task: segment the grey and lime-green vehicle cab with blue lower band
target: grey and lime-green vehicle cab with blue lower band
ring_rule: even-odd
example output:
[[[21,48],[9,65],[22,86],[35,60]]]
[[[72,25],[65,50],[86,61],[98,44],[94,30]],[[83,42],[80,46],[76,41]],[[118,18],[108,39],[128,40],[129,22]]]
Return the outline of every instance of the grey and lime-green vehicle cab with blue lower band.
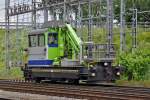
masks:
[[[50,67],[60,55],[58,33],[38,30],[29,33],[28,66]]]

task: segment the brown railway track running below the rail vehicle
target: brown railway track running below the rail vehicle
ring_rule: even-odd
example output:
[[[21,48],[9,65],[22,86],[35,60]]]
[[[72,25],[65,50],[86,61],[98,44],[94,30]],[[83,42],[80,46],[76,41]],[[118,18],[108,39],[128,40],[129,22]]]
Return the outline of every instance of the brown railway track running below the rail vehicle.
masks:
[[[150,100],[150,89],[0,81],[0,89],[88,100]]]

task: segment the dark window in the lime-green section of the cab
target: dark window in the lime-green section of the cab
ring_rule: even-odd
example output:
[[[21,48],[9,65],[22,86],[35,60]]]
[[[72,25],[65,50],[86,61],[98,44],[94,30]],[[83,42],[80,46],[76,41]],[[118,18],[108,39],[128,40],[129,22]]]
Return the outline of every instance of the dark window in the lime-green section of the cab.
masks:
[[[58,44],[58,34],[57,33],[49,33],[48,44],[49,45]]]

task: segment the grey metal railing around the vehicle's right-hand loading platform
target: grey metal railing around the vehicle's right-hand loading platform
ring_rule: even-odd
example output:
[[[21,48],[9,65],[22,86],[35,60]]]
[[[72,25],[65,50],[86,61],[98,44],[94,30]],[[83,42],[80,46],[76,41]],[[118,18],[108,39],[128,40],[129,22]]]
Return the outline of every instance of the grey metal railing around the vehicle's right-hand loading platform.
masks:
[[[90,42],[82,45],[82,60],[86,61],[112,61],[115,59],[115,44],[93,44]]]

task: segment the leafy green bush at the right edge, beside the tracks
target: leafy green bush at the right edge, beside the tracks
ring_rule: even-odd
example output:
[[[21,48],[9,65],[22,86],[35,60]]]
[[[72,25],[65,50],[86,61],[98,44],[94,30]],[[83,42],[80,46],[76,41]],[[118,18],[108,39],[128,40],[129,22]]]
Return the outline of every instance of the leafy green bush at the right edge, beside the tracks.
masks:
[[[150,32],[139,33],[138,47],[118,56],[125,67],[122,80],[150,80]]]

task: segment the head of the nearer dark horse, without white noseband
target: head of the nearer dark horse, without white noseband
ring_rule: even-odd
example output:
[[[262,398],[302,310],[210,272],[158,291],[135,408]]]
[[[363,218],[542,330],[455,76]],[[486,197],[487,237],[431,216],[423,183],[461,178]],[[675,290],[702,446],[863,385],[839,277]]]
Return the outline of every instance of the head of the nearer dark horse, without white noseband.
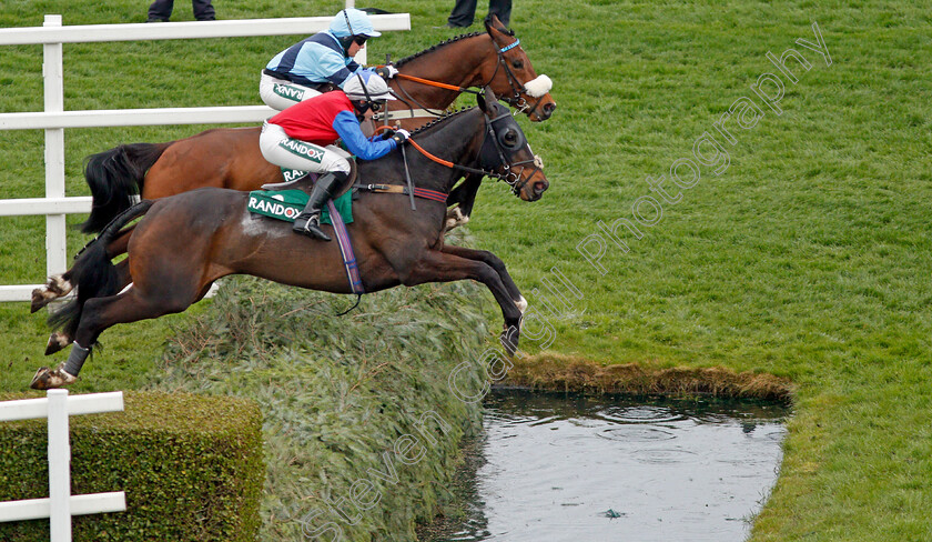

■ ■ ■ ■ ■ ■ ■

* [DIRECTIONS FOR THIS TASK]:
Pick every line of the data that includes the string "brown".

* [ANSWER SECTION]:
task: segment the brown railway track running below the rail vehicle
target: brown railway track running below the rail vehicle
Return the outline of every instance of the brown railway track running below the rail vehicle.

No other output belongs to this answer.